▸ **EXERCISE INSTRUCTIONS**
Each entry must be given again exactly as it appears, with images excluded.

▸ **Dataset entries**
★ ★ ★

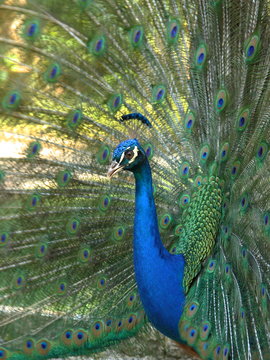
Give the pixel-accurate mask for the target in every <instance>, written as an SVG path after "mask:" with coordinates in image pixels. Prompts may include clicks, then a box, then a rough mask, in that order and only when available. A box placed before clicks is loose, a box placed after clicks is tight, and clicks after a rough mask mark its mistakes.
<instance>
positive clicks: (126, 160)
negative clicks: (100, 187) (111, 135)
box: [108, 139, 146, 178]
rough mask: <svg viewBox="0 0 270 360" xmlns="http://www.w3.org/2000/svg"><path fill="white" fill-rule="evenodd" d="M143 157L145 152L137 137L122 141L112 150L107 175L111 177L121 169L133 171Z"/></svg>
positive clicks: (143, 157) (134, 169)
mask: <svg viewBox="0 0 270 360" xmlns="http://www.w3.org/2000/svg"><path fill="white" fill-rule="evenodd" d="M145 159H146V155H145V152H144V150H143V148H142V147H141V145H140V144H139V142H138V140H137V139H130V140H126V141H123V142H121V143H120V144H119V145H118V146H117V148H116V149H115V150H114V152H113V159H112V160H113V161H112V163H111V166H110V168H109V170H108V176H109V177H110V178H111V177H112V176H113V175H115V174H117V173H118V172H119V171H122V170H129V171H134V170H135V169H136V168H137V167H138V165H140V164H141V163H143V162H144V161H145Z"/></svg>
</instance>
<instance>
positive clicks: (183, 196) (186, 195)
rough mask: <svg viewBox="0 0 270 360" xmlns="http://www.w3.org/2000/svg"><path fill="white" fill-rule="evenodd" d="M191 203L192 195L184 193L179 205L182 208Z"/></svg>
mask: <svg viewBox="0 0 270 360" xmlns="http://www.w3.org/2000/svg"><path fill="white" fill-rule="evenodd" d="M189 203H190V196H189V195H188V194H183V195H182V196H181V197H180V199H179V205H180V207H181V208H186V207H187V206H188V205H189Z"/></svg>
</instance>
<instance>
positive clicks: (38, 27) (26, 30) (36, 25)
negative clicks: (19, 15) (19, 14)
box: [22, 19, 40, 41]
mask: <svg viewBox="0 0 270 360" xmlns="http://www.w3.org/2000/svg"><path fill="white" fill-rule="evenodd" d="M39 35H40V21H39V20H35V19H34V20H28V21H26V23H25V24H24V26H23V33H22V37H23V38H24V39H26V40H27V41H34V40H36V39H37V38H38V37H39Z"/></svg>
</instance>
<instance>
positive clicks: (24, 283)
mask: <svg viewBox="0 0 270 360" xmlns="http://www.w3.org/2000/svg"><path fill="white" fill-rule="evenodd" d="M25 283H26V280H25V276H24V275H23V274H19V275H15V276H14V278H13V283H12V286H13V288H15V289H16V290H19V289H21V288H23V287H24V286H25Z"/></svg>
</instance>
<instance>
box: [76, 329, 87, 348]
mask: <svg viewBox="0 0 270 360" xmlns="http://www.w3.org/2000/svg"><path fill="white" fill-rule="evenodd" d="M87 339H88V336H87V333H86V331H84V330H83V329H79V330H77V331H75V332H74V333H73V342H74V343H75V344H76V345H78V346H81V345H83V344H84V343H85V342H86V341H87Z"/></svg>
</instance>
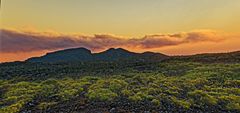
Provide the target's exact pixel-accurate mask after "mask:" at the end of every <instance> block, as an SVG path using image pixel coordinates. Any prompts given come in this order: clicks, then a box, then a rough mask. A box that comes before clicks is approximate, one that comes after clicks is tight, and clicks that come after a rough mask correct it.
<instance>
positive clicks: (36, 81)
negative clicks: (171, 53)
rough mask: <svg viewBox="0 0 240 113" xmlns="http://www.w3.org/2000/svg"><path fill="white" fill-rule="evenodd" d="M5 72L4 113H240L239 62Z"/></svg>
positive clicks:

★ ★ ★

▸ **YOUR RESPONSE**
Give the pixel-accurate mask for the target in every <instance>, written as an SVG path after "mask:" with coordinates in image pixels. Prompts may include clicks, then a box, then a rough mask, in that order and only when available. A box placed before clicks is loose, a box placed after clicks is tight, and clicks after a rough mask mark its mistakes.
<instance>
positive clicks: (126, 160)
negative clicks: (100, 187) (111, 135)
box: [108, 139, 146, 178]
rough mask: <svg viewBox="0 0 270 360" xmlns="http://www.w3.org/2000/svg"><path fill="white" fill-rule="evenodd" d="M143 157L145 152L137 137L122 141L112 150L107 175L111 177L121 169L133 171Z"/></svg>
positive clicks: (143, 157) (134, 169)
mask: <svg viewBox="0 0 270 360" xmlns="http://www.w3.org/2000/svg"><path fill="white" fill-rule="evenodd" d="M145 159H146V155H145V152H144V150H143V148H142V147H141V145H140V144H139V142H138V140H137V139H130V140H126V141H123V142H121V143H120V144H119V145H118V146H117V148H116V149H115V150H114V152H113V159H112V160H113V161H112V163H111V166H110V168H109V170H108V176H109V177H110V178H111V177H112V176H113V175H115V174H117V173H118V172H119V171H122V170H129V171H134V170H135V169H136V168H137V167H138V165H140V164H141V163H143V162H144V161H145Z"/></svg>
</instance>
<instance>
positive clicks: (183, 196) (186, 195)
rough mask: <svg viewBox="0 0 270 360" xmlns="http://www.w3.org/2000/svg"><path fill="white" fill-rule="evenodd" d="M191 203L192 195L184 193L179 205L182 208Z"/></svg>
mask: <svg viewBox="0 0 270 360" xmlns="http://www.w3.org/2000/svg"><path fill="white" fill-rule="evenodd" d="M189 203H190V196H189V195H188V194H183V195H182V196H181V197H180V199H179V205H180V207H181V208H186V207H187V206H188V205H189Z"/></svg>
</instance>
<instance>
positive clicks: (38, 27) (26, 30) (36, 25)
negative clicks: (19, 15) (19, 14)
box: [22, 19, 40, 41]
mask: <svg viewBox="0 0 270 360" xmlns="http://www.w3.org/2000/svg"><path fill="white" fill-rule="evenodd" d="M39 35H40V21H39V20H35V19H34V20H28V21H26V23H25V24H24V26H23V33H22V37H23V38H24V39H26V40H27V41H34V40H36V39H37V38H38V37H39Z"/></svg>
</instance>
<instance>
positive clicks: (24, 283)
mask: <svg viewBox="0 0 270 360" xmlns="http://www.w3.org/2000/svg"><path fill="white" fill-rule="evenodd" d="M25 283H26V280H25V276H24V275H23V274H19V275H15V276H14V278H13V283H12V286H13V288H15V289H16V290H19V289H21V288H23V287H24V286H25Z"/></svg>
</instance>
<instance>
box: [76, 329, 87, 348]
mask: <svg viewBox="0 0 270 360" xmlns="http://www.w3.org/2000/svg"><path fill="white" fill-rule="evenodd" d="M87 339H88V336H87V333H86V331H84V330H83V329H79V330H77V331H75V332H74V333H73V342H74V343H75V344H76V345H78V346H81V345H83V344H84V343H85V342H86V341H87Z"/></svg>
</instance>
Provide the target's exact pixel-accurate mask after "mask:" at the end of every <instance> block, as an SVG path using image pixel coordinates. Any prompts given come in this order: clicks, then a box, then a rough mask. A box that comes before clicks is approximate, one that comes after clicks is tight, and clicks that come after a rough mask correct it.
<instance>
positive clicks: (36, 81)
negative clicks: (171, 53)
rough mask: <svg viewBox="0 0 240 113" xmlns="http://www.w3.org/2000/svg"><path fill="white" fill-rule="evenodd" d="M5 72L4 113H240L239 62Z"/></svg>
positive clicks:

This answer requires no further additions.